* **İstekler**:
**a.** Verilen metinde çocuk, amcanın sorusu üzerine adını ne olarak söylüyor?
**b.** Verilen metinde amcanın "Nasıl" ile başlayan cümlelerinde andığı ibadetleri sıralayın.

* **Verilen metin**:
= = = = =
Öncelikle tüm kardeşlerimi selamlıyorum. Allah’ın selamı üzerinizde olsun.
Eğer bir insanda Allah korkusu varsa Allaha giden yolu bilmeli. Öyle bir zamanda yaşıyoruz ki hiç kimseye bir şey anlatamıyoruz. Yıllar önce yaşlı bir amca sokakta yürürken oyun oynayan çocuklarla karşılaşır. O çocuklardan bir tanesine şöyle bir soru sorar: “Çocuğum Allah kaç tane?” Çocuk amcanın yüzüne bakarak “anlamadım seni amcacığım” der. Amca:” vah vah yavrum sen, Türk müsün? Diye sorar. Çocuk,” evet ben Türküm niye sordunuz ki?” “Sana Allah kaç tane sordum cevap vermedin” der. “Senin annen ve baban sana hiç Allah’ı anlatmadılar mı? “Yok, amcacığım sen bana anlatır mısın nasıl biri” “Tabi ki oğlum anlatırım” der. “Senin adın ne? Ali der çocuk.
Çocukların oynadığı mahallede ki, caminin havlusuna gelirler orda beyaz sakallı nur yüzlü bu amca tüm mahallenin çocuklarını toplar başına ve Allaha giden yolu bunlara anlatmaya başlar. “Allah Dünyayı ve insanları yaratan kişidir. Bizler onun kuluyuz. O ol dediği zaman olur.” Yaradan ve var olan Allah’ın adıyla diyerek başlar anlatmaya çocuklar bir merakla dinlemek isterler. Allah (cc) bizlere Müslümanlığı öğretti. Nasıl namaz kılınır. Nasıl oruç tutulur. Nasıl zekât verilir. Nasıl hacca gidilir. Allah birdir” başta bunu bilmeliyiz.
= = = = =
* **Nokta işaretleme veri kümesi kayıtları**:
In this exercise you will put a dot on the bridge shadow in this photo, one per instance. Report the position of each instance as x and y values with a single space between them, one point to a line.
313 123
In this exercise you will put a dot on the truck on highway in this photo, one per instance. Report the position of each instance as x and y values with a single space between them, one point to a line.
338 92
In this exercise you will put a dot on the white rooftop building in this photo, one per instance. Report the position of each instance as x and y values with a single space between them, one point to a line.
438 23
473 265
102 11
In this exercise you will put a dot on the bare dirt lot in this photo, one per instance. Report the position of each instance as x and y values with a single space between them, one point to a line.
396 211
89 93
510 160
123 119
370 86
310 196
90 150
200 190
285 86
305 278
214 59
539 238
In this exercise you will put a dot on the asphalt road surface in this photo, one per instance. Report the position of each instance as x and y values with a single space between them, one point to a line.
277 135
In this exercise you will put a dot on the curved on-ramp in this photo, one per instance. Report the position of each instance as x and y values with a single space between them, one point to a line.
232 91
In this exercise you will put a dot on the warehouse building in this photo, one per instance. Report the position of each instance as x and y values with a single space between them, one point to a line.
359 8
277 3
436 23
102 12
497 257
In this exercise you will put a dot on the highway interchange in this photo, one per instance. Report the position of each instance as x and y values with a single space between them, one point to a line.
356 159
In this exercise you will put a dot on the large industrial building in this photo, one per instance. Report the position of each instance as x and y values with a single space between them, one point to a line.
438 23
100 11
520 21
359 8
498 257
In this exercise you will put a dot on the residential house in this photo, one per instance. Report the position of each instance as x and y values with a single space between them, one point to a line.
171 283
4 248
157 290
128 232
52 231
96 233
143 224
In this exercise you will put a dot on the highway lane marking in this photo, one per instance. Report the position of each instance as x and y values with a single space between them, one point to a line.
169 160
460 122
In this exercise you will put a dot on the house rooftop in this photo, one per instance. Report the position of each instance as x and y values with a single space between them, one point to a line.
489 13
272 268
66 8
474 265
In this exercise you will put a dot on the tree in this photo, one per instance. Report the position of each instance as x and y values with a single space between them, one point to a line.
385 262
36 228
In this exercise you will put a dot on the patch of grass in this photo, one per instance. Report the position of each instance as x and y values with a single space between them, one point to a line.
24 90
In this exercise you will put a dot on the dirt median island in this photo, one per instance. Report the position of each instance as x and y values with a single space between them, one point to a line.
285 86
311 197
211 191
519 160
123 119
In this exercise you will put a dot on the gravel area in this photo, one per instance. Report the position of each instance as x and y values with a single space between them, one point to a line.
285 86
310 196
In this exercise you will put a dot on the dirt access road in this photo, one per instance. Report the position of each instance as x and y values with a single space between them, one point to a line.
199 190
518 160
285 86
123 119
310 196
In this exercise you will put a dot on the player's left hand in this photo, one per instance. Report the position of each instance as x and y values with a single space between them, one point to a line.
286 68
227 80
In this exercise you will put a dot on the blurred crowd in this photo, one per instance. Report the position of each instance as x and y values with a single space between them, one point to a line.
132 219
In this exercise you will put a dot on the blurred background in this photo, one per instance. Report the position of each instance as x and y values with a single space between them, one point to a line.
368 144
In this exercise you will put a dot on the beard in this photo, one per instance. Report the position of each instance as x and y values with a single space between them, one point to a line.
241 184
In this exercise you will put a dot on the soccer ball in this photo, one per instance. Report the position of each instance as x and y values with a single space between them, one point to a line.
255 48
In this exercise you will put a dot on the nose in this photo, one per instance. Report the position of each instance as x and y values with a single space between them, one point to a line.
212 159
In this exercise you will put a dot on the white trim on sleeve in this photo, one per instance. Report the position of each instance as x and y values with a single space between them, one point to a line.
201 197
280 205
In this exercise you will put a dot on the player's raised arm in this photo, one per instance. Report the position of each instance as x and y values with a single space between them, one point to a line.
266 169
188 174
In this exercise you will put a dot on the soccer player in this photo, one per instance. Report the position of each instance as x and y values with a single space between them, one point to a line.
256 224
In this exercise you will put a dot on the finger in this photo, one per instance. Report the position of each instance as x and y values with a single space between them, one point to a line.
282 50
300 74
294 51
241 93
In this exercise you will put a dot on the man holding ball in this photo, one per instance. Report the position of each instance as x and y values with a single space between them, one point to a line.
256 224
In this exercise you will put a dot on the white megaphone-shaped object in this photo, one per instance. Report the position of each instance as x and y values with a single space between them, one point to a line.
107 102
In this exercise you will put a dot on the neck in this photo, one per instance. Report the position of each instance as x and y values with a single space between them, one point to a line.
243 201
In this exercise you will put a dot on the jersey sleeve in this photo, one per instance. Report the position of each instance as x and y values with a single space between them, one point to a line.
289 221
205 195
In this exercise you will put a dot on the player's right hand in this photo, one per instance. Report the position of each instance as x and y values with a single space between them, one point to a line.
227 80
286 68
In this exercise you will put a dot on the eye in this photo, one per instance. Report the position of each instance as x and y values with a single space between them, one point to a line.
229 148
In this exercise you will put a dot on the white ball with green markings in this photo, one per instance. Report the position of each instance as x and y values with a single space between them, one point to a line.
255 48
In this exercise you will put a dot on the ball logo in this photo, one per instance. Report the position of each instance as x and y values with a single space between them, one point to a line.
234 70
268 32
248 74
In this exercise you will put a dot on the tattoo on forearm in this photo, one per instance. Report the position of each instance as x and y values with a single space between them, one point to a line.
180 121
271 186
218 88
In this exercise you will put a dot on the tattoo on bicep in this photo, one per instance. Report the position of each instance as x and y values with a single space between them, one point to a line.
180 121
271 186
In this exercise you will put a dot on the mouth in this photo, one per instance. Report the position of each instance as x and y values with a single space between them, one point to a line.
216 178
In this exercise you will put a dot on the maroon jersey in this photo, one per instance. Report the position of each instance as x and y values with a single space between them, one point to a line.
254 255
= = = = =
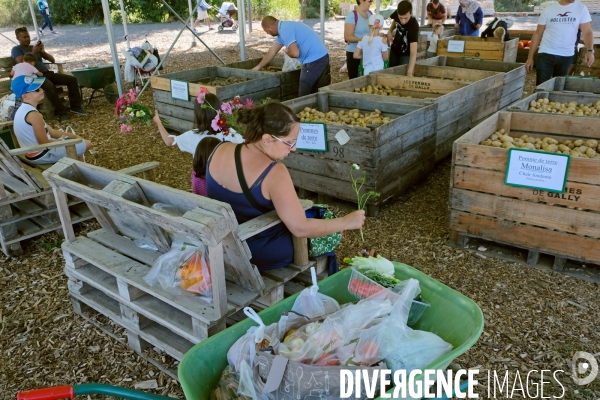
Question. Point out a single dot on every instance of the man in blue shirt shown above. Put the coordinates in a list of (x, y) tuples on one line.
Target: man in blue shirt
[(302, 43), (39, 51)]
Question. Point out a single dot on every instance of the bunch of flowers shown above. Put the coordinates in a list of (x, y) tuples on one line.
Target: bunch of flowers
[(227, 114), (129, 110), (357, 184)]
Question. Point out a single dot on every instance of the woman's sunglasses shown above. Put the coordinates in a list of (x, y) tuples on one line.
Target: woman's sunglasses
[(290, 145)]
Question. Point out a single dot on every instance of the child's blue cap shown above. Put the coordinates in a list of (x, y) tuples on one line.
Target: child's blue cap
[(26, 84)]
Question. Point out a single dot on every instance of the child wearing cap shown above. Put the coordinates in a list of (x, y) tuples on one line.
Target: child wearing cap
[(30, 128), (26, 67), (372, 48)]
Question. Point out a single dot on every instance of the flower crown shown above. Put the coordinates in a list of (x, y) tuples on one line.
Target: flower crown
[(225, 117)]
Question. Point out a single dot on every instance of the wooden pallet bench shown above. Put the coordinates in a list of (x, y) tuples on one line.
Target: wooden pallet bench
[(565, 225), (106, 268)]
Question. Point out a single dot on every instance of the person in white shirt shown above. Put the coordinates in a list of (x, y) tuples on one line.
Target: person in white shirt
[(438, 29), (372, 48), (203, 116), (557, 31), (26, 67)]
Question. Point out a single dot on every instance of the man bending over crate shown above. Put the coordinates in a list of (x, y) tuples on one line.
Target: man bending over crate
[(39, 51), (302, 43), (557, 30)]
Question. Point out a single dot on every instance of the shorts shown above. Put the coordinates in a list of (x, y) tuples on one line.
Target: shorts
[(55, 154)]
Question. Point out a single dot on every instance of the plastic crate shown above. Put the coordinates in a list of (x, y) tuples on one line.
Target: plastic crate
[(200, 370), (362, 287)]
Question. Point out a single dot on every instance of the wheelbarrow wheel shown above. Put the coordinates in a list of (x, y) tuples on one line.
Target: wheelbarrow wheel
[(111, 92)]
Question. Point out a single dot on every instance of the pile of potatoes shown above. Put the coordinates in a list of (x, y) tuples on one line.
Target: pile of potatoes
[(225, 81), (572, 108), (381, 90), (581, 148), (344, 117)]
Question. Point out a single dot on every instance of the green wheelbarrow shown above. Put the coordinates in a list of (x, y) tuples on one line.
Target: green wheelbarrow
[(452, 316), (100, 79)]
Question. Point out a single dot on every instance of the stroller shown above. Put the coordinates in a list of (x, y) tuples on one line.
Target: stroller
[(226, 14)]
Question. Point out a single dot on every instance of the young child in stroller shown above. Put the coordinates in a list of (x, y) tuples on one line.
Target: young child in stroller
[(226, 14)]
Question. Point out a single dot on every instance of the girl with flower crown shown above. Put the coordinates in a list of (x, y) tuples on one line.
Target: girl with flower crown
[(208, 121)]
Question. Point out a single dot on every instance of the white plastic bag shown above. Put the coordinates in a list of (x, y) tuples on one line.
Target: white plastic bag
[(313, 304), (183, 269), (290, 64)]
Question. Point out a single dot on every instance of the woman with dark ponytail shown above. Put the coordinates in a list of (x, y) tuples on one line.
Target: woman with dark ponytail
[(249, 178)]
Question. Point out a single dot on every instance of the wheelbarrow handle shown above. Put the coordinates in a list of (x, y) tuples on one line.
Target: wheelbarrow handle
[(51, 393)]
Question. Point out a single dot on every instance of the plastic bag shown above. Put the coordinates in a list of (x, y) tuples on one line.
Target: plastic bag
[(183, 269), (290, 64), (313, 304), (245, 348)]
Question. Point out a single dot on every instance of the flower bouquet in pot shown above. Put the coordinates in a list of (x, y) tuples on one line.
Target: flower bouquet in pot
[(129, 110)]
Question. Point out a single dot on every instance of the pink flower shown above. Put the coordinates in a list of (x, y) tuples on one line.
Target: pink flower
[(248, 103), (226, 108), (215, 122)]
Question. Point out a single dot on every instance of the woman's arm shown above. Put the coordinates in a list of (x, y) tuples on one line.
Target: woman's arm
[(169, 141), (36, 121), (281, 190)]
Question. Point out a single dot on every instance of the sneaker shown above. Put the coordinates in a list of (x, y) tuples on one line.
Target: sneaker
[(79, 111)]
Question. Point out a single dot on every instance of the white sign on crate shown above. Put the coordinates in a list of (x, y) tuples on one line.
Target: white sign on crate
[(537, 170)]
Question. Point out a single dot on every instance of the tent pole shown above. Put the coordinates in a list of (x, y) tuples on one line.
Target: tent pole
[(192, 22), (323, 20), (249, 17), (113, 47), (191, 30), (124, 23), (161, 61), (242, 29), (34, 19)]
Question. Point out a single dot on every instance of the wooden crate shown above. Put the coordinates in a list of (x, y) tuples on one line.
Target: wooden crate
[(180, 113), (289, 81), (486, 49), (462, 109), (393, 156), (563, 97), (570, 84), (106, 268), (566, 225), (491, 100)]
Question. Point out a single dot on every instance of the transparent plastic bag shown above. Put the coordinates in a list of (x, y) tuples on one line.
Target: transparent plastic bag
= = = = =
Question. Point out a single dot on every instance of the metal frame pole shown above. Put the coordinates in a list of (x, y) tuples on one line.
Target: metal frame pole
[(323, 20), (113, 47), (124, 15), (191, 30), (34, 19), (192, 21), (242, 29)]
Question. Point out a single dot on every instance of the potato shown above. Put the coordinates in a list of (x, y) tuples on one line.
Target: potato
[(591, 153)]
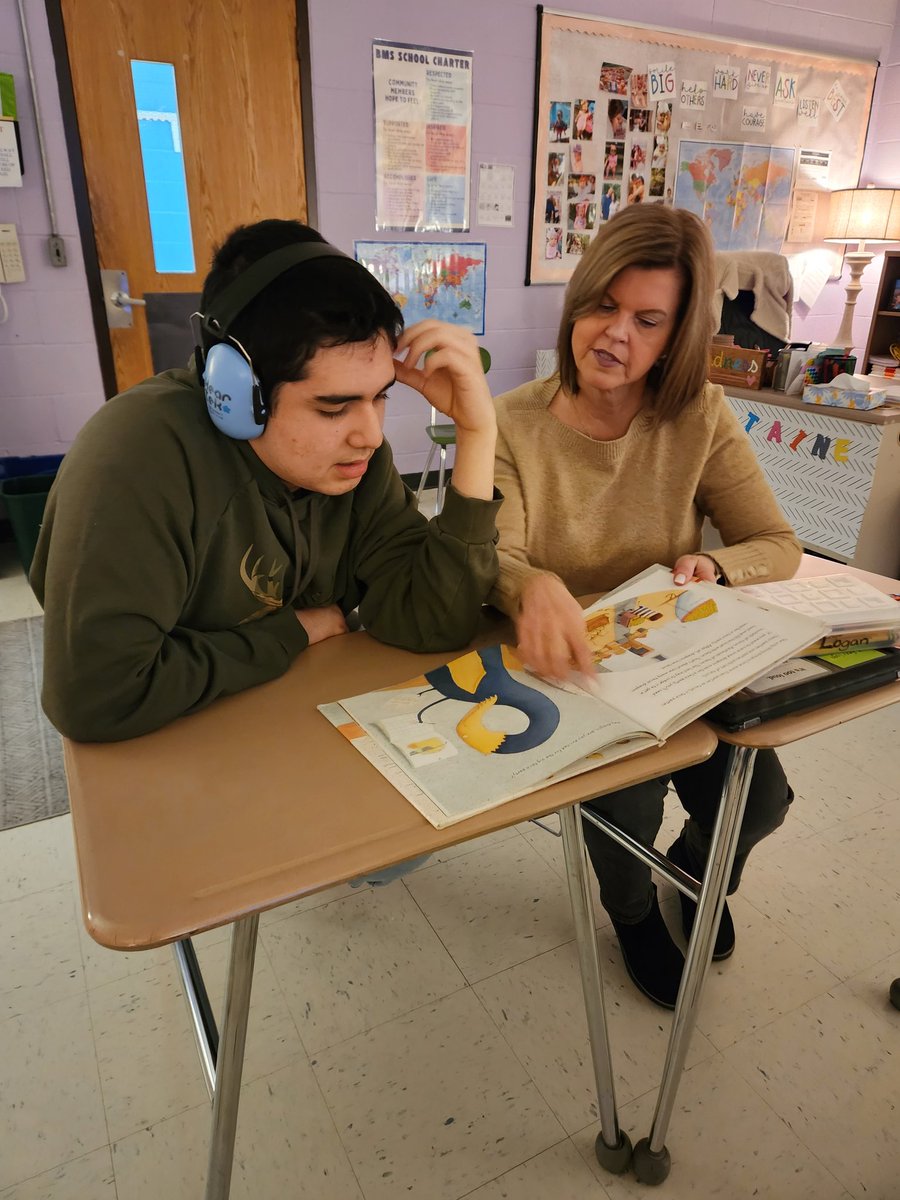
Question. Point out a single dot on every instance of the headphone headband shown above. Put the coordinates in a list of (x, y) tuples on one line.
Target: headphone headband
= = = = =
* **Görev yanıtları**:
**a.** Ali.

**b.** Namaz, oruç, zekât, hac.